## Texto proporcionado
-- -- --
Pero el punto de vista artístico no es el único desde el que examina nuestra crisis. También habla de la corrupción, de la mala atención al cliente, y de la ignorancia con la que se trata todo lo que se siente “diferente”, “alternativo” o “desconocido” en nuestro país, solo por miedo, sin base, a creer que lo pueden ridiculizar por no saber de algo, como a ese chamo que le dicen “el gringo” por pronunciar dos palabras en inglés en clase.
Quizás uno de los únicos lunares de la producción es que pudiera sentirse como una historia pequeña, casi da la sensación de un cortometraje, pero la gracia y el ritmo con el que transcurre el debut cinematográfico de Nico Manzano lo esconde su buen hacer a la hora de poner la cámara y grabar. Cada plano se siente pensado y más que justificado dentro de la historia, y cuando usa algún recurso de montaje, como la preciosa secuencia del móvil amarillo dando vueltas (ya sabrán cuál, cuando la vean) o todas las imágenes del mar que llevan a la estampa de las dos bestias en medio de unas salinas en Las Cumaraguas, es a conciencia de que es por meros propósitos estéticos, y creo que el cine también tiene que tener de eso.
-- -- --
## Filas proporcionadas

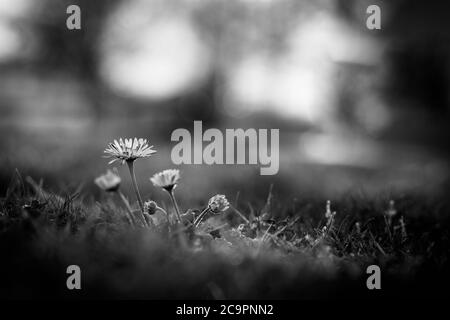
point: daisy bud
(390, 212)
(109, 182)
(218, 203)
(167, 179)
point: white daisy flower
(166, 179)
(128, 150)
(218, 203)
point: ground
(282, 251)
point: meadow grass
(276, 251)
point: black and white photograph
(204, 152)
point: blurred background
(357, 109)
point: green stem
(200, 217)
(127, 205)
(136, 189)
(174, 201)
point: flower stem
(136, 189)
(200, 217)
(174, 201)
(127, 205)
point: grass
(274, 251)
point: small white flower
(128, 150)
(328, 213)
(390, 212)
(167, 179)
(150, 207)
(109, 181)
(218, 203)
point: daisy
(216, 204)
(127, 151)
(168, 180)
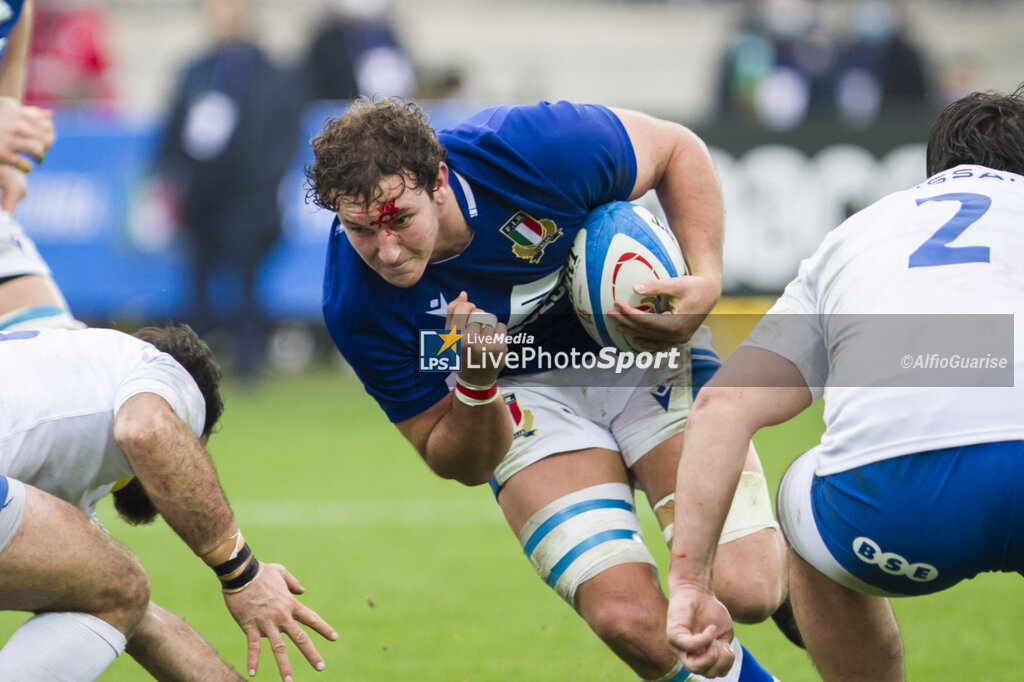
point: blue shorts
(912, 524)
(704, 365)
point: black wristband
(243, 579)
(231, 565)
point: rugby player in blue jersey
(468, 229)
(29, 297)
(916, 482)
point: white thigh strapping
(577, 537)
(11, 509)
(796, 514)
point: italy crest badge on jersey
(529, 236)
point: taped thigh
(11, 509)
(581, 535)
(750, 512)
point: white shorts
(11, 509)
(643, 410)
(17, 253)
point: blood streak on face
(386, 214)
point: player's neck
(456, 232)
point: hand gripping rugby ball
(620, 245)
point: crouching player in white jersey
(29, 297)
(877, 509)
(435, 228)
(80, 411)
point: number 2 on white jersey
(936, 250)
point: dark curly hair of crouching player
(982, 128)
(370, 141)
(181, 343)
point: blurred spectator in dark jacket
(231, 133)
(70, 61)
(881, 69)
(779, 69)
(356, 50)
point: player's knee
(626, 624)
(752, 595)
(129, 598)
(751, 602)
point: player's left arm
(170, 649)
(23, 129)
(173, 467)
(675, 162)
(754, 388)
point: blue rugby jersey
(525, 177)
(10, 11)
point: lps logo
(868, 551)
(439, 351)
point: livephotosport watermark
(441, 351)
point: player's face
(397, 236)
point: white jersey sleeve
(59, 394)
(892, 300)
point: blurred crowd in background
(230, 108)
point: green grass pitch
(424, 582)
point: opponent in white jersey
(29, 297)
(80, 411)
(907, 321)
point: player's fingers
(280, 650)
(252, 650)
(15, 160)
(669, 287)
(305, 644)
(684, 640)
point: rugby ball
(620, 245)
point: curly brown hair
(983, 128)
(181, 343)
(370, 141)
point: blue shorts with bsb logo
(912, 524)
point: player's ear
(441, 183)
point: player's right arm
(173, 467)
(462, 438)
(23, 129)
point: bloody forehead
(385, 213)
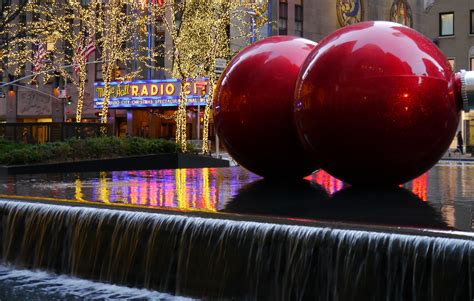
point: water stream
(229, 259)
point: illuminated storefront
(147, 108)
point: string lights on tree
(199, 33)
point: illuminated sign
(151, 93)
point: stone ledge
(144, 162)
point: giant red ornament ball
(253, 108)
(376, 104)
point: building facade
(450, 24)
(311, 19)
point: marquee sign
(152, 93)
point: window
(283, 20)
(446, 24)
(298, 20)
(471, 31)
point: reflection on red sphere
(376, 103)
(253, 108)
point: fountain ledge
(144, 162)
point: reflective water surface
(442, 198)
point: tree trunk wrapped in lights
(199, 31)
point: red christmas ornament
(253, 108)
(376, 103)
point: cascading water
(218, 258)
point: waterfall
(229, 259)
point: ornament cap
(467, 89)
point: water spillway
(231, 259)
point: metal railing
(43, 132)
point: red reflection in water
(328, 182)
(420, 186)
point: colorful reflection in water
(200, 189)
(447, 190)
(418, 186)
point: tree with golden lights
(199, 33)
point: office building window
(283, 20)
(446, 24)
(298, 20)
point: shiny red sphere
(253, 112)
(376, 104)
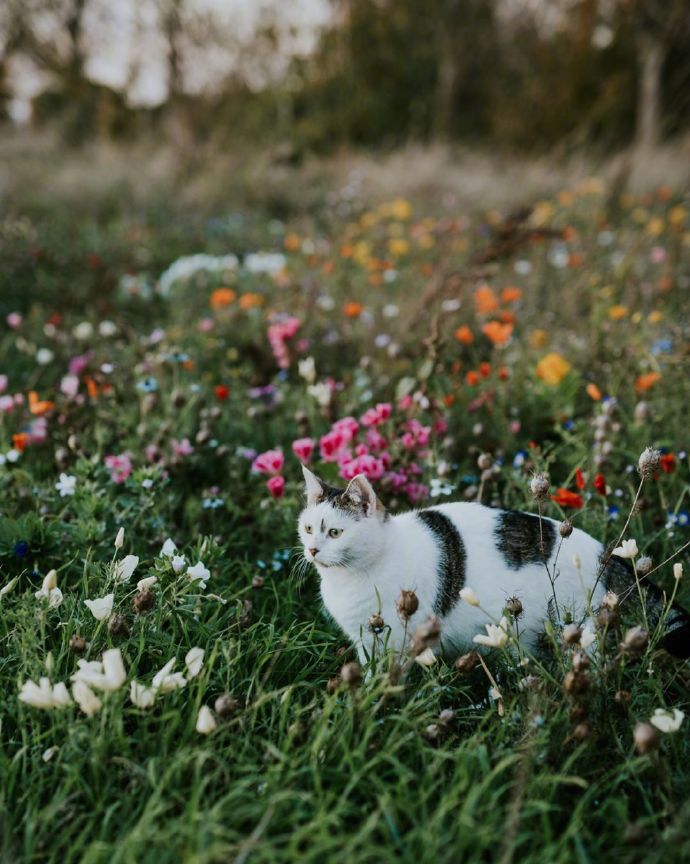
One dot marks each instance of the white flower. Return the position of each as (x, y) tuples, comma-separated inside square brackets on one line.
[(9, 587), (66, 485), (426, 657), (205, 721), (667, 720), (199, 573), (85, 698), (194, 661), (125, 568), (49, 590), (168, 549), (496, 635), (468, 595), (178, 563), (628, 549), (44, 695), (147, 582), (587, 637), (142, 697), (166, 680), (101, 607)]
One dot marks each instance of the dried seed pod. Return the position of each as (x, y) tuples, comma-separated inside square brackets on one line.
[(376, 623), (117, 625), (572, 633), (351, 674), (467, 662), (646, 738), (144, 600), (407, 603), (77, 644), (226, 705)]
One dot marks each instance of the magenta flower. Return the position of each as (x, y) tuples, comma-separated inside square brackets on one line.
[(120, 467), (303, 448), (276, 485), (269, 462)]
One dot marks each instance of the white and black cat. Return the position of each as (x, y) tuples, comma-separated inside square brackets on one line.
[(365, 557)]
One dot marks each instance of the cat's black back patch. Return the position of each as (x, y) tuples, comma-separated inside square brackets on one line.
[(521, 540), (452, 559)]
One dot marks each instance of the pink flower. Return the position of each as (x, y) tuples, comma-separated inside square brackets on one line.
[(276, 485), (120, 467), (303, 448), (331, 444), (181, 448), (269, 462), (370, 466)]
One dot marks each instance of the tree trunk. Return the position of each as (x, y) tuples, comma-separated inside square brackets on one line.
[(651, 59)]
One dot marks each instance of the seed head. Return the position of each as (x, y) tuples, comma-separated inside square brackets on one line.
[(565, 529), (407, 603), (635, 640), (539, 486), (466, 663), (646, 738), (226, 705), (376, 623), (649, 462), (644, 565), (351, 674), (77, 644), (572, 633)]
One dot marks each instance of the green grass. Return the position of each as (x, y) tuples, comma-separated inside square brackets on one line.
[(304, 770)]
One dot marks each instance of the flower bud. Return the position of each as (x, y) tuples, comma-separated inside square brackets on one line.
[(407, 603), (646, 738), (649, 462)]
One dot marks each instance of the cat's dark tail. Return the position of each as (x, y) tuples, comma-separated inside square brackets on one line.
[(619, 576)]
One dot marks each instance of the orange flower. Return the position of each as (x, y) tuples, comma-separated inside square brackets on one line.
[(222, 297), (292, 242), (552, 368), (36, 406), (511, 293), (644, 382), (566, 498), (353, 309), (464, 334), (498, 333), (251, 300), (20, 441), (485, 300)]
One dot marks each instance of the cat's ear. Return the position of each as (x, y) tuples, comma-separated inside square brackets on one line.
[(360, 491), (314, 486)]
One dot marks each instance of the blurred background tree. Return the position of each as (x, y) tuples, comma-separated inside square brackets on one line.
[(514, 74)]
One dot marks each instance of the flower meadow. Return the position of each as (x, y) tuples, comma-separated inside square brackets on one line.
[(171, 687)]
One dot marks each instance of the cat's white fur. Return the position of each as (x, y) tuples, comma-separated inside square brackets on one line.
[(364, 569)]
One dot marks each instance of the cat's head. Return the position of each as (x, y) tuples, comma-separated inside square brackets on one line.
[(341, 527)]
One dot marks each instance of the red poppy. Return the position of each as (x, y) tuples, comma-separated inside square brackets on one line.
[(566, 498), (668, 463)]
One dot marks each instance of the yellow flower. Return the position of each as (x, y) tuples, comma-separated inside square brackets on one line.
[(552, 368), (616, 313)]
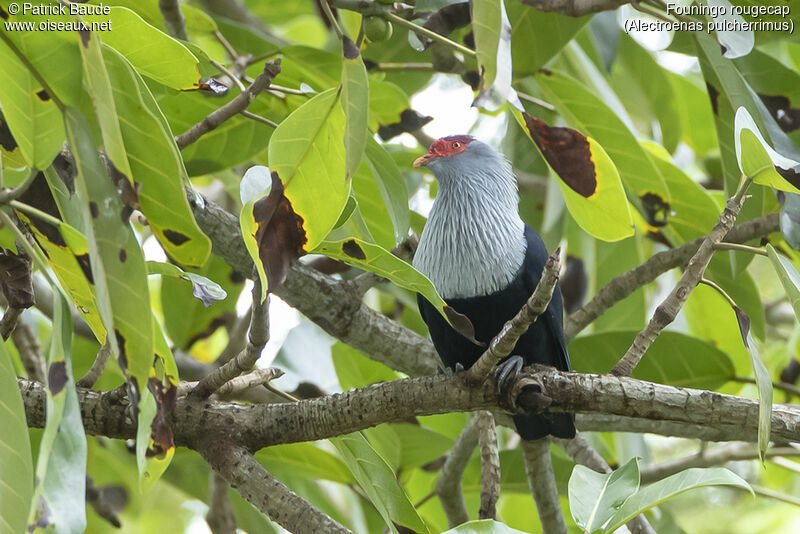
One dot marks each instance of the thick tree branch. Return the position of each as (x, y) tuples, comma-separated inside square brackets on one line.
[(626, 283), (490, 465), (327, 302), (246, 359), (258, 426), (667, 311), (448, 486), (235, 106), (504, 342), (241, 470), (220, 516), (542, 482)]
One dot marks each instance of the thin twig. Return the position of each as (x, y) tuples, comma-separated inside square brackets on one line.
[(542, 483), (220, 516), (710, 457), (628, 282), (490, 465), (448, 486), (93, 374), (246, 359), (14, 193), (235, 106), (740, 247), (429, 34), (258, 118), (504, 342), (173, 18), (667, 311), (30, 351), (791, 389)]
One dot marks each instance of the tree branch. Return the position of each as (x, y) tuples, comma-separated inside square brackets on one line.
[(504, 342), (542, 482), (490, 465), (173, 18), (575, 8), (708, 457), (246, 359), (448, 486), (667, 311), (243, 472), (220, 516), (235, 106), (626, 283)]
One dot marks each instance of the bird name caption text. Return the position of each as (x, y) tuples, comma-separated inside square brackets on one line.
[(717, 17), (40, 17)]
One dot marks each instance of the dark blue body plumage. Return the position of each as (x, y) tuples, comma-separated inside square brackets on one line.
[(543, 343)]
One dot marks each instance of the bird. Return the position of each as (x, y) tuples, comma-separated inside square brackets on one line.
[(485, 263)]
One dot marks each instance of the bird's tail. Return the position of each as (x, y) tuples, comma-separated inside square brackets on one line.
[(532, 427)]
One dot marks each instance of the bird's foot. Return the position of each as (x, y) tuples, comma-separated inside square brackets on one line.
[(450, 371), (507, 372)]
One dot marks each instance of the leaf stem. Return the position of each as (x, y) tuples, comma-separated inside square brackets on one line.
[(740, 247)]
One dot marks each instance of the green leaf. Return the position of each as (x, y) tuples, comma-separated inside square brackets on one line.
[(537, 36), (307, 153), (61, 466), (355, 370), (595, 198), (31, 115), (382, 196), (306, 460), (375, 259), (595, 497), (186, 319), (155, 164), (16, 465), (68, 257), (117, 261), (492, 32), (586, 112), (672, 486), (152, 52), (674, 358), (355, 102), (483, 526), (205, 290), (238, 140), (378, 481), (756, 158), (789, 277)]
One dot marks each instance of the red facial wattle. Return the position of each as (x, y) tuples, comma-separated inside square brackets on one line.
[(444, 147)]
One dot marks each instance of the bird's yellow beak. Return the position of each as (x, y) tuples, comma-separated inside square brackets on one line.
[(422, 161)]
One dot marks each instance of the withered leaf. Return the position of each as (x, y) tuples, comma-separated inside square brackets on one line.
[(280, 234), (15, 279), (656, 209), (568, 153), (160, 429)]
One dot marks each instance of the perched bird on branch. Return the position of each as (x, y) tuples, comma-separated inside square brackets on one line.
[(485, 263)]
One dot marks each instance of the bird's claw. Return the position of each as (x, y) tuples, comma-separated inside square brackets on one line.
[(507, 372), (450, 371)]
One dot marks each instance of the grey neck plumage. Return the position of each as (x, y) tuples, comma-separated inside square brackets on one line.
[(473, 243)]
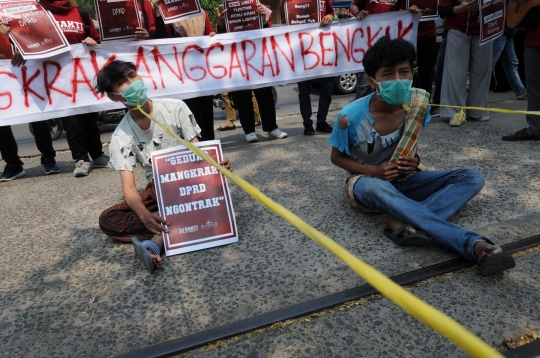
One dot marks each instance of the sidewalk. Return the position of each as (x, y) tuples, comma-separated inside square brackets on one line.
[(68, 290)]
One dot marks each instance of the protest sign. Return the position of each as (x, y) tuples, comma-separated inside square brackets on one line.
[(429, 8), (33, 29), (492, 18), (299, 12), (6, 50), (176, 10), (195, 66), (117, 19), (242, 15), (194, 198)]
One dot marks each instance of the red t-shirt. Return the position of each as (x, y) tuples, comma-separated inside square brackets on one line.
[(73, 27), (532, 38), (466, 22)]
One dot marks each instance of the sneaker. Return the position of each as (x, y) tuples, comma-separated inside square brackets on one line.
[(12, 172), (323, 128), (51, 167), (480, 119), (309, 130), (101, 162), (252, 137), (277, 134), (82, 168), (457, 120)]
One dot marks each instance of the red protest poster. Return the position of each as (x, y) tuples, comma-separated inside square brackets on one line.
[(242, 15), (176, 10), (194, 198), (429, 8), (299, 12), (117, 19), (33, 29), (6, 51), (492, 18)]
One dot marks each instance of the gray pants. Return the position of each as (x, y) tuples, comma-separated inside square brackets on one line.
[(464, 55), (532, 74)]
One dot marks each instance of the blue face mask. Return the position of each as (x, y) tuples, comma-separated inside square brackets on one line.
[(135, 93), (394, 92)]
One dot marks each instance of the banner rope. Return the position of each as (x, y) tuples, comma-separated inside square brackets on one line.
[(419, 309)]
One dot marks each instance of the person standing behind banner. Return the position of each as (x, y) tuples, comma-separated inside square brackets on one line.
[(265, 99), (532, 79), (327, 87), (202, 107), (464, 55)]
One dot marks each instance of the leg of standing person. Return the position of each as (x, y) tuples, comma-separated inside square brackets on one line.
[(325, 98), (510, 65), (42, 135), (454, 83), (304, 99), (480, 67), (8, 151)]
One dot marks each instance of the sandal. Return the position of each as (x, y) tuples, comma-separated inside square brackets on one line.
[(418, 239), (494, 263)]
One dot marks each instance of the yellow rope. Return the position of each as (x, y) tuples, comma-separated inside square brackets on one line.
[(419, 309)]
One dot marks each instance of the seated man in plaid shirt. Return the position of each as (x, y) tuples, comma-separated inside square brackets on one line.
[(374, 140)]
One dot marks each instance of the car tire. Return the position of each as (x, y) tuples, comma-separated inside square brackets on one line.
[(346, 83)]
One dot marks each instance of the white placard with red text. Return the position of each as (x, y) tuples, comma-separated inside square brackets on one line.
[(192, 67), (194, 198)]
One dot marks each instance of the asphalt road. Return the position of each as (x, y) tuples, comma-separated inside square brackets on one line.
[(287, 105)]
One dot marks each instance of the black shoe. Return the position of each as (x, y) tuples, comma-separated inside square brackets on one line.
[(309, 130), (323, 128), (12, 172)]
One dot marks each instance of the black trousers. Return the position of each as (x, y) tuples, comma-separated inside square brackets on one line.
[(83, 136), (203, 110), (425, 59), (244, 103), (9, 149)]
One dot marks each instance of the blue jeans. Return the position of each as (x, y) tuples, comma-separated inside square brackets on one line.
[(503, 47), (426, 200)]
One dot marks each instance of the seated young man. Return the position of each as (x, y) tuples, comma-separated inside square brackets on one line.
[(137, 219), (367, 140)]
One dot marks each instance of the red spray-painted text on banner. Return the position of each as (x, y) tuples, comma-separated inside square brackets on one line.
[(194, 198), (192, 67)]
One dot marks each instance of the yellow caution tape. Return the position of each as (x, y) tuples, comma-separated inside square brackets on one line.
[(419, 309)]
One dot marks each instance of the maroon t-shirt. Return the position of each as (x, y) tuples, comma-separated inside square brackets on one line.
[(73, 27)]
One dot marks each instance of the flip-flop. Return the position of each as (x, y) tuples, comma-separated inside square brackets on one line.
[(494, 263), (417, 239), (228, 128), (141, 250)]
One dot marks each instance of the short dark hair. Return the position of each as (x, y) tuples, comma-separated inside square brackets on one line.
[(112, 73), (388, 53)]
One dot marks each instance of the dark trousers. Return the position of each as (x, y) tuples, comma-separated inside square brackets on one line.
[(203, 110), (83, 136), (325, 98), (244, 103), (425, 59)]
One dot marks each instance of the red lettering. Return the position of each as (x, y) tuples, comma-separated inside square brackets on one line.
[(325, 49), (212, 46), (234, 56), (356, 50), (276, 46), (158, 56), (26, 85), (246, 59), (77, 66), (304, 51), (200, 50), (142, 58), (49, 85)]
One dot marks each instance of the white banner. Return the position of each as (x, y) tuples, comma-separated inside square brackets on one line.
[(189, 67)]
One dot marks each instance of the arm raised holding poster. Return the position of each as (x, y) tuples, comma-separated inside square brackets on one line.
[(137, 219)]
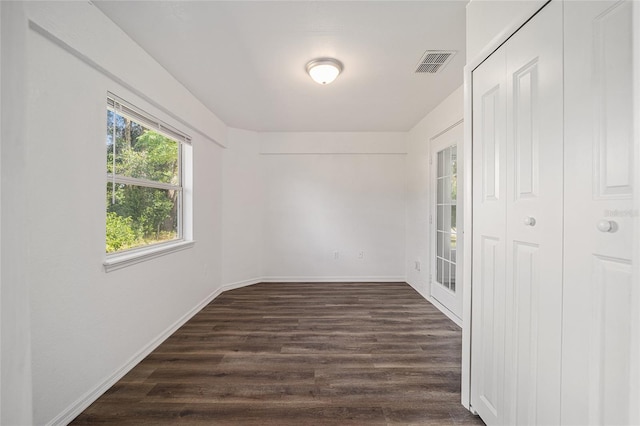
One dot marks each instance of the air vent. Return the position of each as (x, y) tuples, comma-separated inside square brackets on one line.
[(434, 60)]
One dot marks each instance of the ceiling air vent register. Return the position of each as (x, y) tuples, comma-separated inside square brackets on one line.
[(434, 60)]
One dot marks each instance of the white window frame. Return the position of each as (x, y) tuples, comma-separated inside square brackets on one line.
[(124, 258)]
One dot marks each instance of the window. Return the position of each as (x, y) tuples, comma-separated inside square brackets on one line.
-- -- --
## El problema
Extraiga literalmente del texto sobre el debut cinematográfico de Nico Manzano el tramo que va desde "Quizás uno de" hasta "tener de eso.". Utilice únicamente el texto como fuente.

## Resultado obtenido
Quizás uno de los únicos lunares de la producción es que pudiera sentirse como una historia pequeña, casi da la sensación de un cortometraje, pero la gracia y el ritmo con el que transcurre el debut cinematográfico de Nico Manzano lo esconde su buen hacer a la hora de poner la cámara y grabar. Cada plano se siente pensado y más que justificado dentro de la historia, y cuando usa algún recurso de montaje, como la preciosa secuencia del móvil amarillo dando vueltas (ya sabrán cuál, cuando la vean) o todas las imágenes del mar que llevan a la estampa de las dos bestias en medio de unas salinas en Las Cumaraguas, es a conciencia de que es por meros propósitos estéticos, y creo que el cine también tiene que tener de eso.